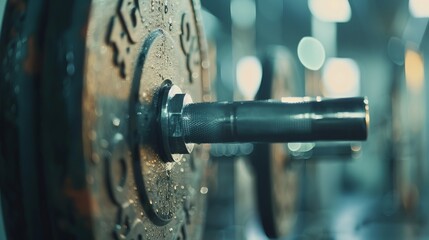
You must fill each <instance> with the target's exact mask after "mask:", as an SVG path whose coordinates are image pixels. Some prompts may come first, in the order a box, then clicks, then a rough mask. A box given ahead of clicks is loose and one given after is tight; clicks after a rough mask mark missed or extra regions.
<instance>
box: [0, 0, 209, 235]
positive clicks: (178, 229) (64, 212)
mask: <svg viewBox="0 0 429 240" xmlns="http://www.w3.org/2000/svg"><path fill="white" fill-rule="evenodd" d="M35 2H38V4H37V6H33V5H34V4H35ZM31 3H34V4H33V5H31ZM27 4H28V5H27ZM8 9H9V11H8V10H7V11H8V12H9V13H8V14H6V15H5V16H6V18H5V19H7V20H8V21H11V22H13V24H10V25H9V24H7V27H5V28H3V33H5V32H6V33H8V35H5V34H3V33H2V44H1V47H0V48H1V52H0V53H1V57H2V64H3V65H2V69H1V71H2V72H1V73H2V74H1V76H2V81H1V89H0V90H1V93H2V94H1V100H2V101H1V102H0V104H1V119H0V120H1V123H2V124H1V125H2V130H4V131H2V134H1V157H2V158H1V172H2V174H1V178H2V181H1V183H2V186H1V187H2V188H1V190H2V205H3V210H4V214H5V218H6V220H5V221H6V227H7V234H8V236H9V238H10V239H33V238H35V239H51V238H55V239H93V238H97V239H112V238H113V239H198V238H199V237H200V235H201V232H202V226H203V217H204V201H205V200H204V199H205V193H201V192H200V188H201V187H205V183H204V172H205V166H206V163H207V161H208V153H207V151H206V149H205V147H203V146H201V147H199V148H198V149H196V150H195V151H194V153H193V154H192V155H190V156H189V155H188V156H186V157H184V158H182V159H181V160H180V161H178V162H175V163H167V161H165V160H164V159H163V157H164V156H163V155H162V153H161V152H160V147H159V142H158V140H159V139H158V137H157V136H158V135H159V133H158V132H157V131H156V129H155V127H154V124H155V122H156V121H157V116H158V115H157V109H158V108H157V102H158V98H157V97H158V95H157V93H158V90H159V89H161V88H162V86H164V85H165V84H167V83H169V82H171V83H174V84H175V85H178V86H180V87H181V88H182V89H183V90H184V91H186V92H187V93H189V94H190V95H191V96H192V97H193V98H194V99H196V100H198V101H202V99H203V98H204V99H207V98H208V94H209V88H208V85H209V84H208V83H207V73H206V69H205V68H203V66H207V65H208V64H207V62H205V61H206V52H205V39H204V34H203V32H202V28H201V19H200V15H199V10H200V5H199V1H193V0H188V1H186V0H182V1H179V0H177V1H157V0H152V1H134V0H120V1H103V0H95V1H84V0H82V1H79V0H77V1H51V2H49V3H45V2H44V1H28V2H26V1H22V2H21V1H10V4H9V5H8ZM28 9H31V11H27V10H28ZM42 10H43V11H42ZM42 13H43V14H42ZM41 20H43V24H42V23H41ZM4 26H6V25H4ZM28 32H30V33H31V32H33V33H34V34H35V35H34V36H36V38H32V36H33V35H31V34H30V33H28ZM27 35H28V36H27ZM4 36H7V37H4ZM37 36H43V38H41V39H42V40H43V42H38V40H39V38H37ZM32 44H33V45H32ZM32 51H33V52H32ZM34 51H35V52H34ZM39 52H40V53H42V54H38V53H39ZM3 76H5V77H3ZM24 136H26V137H25V138H24ZM23 145H25V148H23V147H22V146H23ZM24 150H25V151H24ZM6 169H7V171H6ZM7 172H9V173H7ZM16 176H22V177H23V179H25V181H22V182H21V179H20V177H18V178H17V177H16ZM3 193H5V194H3ZM41 200H43V201H41ZM39 202H40V203H39ZM27 206H28V207H30V208H31V209H30V210H29V209H27ZM42 212H43V214H42ZM39 223H40V225H41V226H39ZM36 230H39V231H36ZM45 230H46V231H45Z"/></svg>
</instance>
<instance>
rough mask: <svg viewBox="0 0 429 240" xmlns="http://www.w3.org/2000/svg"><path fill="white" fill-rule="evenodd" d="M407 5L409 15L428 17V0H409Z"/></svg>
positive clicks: (420, 17)
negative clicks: (408, 6)
mask: <svg viewBox="0 0 429 240" xmlns="http://www.w3.org/2000/svg"><path fill="white" fill-rule="evenodd" d="M408 6H409V9H410V13H411V15H413V16H414V17H417V18H427V17H429V2H428V1H427V0H410V1H409V5H408Z"/></svg>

● **PROBLEM DESCRIPTION**
Output all the data, exactly, without images.

● **WRITTEN RESPONSE**
You must fill each <instance> with the target's exact mask after "mask:", as an SVG path whose coordinates are image pixels. Some prompts may come first, in the order a box, then clicks, then a rough mask. A box given ahead of clicks is loose and one given after is tight; clicks after a rough mask mark missed or extra regions.
<instance>
box: [0, 0, 209, 235]
positive clicks: (178, 229) (64, 212)
mask: <svg viewBox="0 0 429 240" xmlns="http://www.w3.org/2000/svg"><path fill="white" fill-rule="evenodd" d="M35 2H38V4H37V6H33V5H34V4H35ZM31 3H34V4H33V5H31ZM27 4H28V5H27ZM8 9H9V11H8V10H7V11H8V12H9V13H8V14H6V15H5V16H6V18H5V19H7V20H8V21H11V22H13V24H10V25H9V24H7V27H5V28H3V33H5V32H6V33H8V35H5V34H3V33H2V44H1V47H0V48H1V52H0V53H1V57H2V64H3V65H2V69H1V71H2V72H1V73H2V74H1V76H2V81H1V89H0V90H1V93H2V94H1V100H2V101H1V102H0V104H1V119H0V120H1V123H2V124H1V125H2V130H4V131H2V134H1V157H2V158H1V172H2V174H1V178H2V181H1V183H2V186H1V187H2V188H1V190H2V205H3V210H4V214H5V218H6V220H5V221H6V227H7V234H8V236H9V238H10V239H33V238H35V239H51V238H55V239H93V238H97V239H112V238H113V239H198V238H199V237H200V235H201V232H202V226H203V217H204V201H205V200H204V199H205V193H201V192H200V188H201V187H205V183H204V172H205V166H206V163H207V161H208V153H207V151H206V149H205V147H203V146H201V147H199V148H198V149H196V150H195V151H194V153H193V154H192V155H190V156H189V155H188V156H186V157H184V158H182V159H181V160H180V161H178V162H175V163H167V161H165V160H164V159H163V157H164V156H163V155H162V153H161V152H160V147H159V142H158V140H159V139H158V137H157V136H158V135H159V133H158V132H157V131H156V129H155V127H154V124H155V122H156V121H157V116H158V115H157V109H158V108H157V102H158V98H157V97H158V95H157V93H158V90H159V89H161V88H162V86H164V85H165V84H167V83H169V82H171V83H174V84H175V85H178V86H180V87H181V88H182V89H183V90H184V91H186V92H187V93H189V94H190V95H191V96H192V97H193V98H194V99H196V100H198V101H202V99H203V98H204V99H207V98H208V94H209V88H208V85H209V84H208V83H207V73H206V69H205V68H203V66H207V65H208V64H207V62H205V61H206V52H205V39H204V34H203V32H202V28H201V19H200V15H199V10H200V5H199V1H193V0H188V1H186V0H182V1H179V0H177V1H157V0H152V1H134V0H120V1H103V0H95V1H84V0H82V1H79V0H77V1H51V2H49V3H45V2H44V1H28V2H26V1H22V2H21V1H10V4H9V5H8ZM28 9H31V11H27V10H28ZM42 10H43V11H42ZM42 13H43V14H42ZM41 20H43V24H42V23H41ZM4 26H6V25H4ZM28 32H30V33H31V32H33V33H34V34H35V35H34V36H36V38H32V36H33V35H31V34H30V33H28ZM27 35H28V36H27ZM4 36H7V37H4ZM37 36H43V38H41V39H42V40H43V42H38V40H39V38H37ZM32 44H33V45H32ZM32 51H33V52H32ZM34 51H35V52H34ZM39 52H40V53H42V54H38V53H39ZM3 76H5V77H3ZM24 136H26V137H25V138H24ZM23 145H25V148H23V147H22V146H23ZM24 150H25V151H24ZM6 169H7V171H6ZM7 172H9V173H7ZM16 176H22V177H23V179H25V181H22V182H21V179H20V177H18V178H17V177H16ZM3 193H5V194H3ZM41 200H43V201H41ZM39 202H40V203H39ZM27 206H28V207H30V208H31V209H30V210H29V209H27ZM42 212H43V214H42ZM39 223H40V225H41V226H39ZM36 230H39V231H36ZM45 230H46V231H45Z"/></svg>
</instance>
<instance>
rough mask: <svg viewBox="0 0 429 240" xmlns="http://www.w3.org/2000/svg"><path fill="white" fill-rule="evenodd" d="M407 5L409 15L428 17V0H409Z"/></svg>
positive clicks: (420, 17)
negative clicks: (408, 6)
mask: <svg viewBox="0 0 429 240" xmlns="http://www.w3.org/2000/svg"><path fill="white" fill-rule="evenodd" d="M408 6H409V9H410V13H411V15H413V16H414V17H417V18H427V17H429V2H428V1H427V0H410V1H409V5H408Z"/></svg>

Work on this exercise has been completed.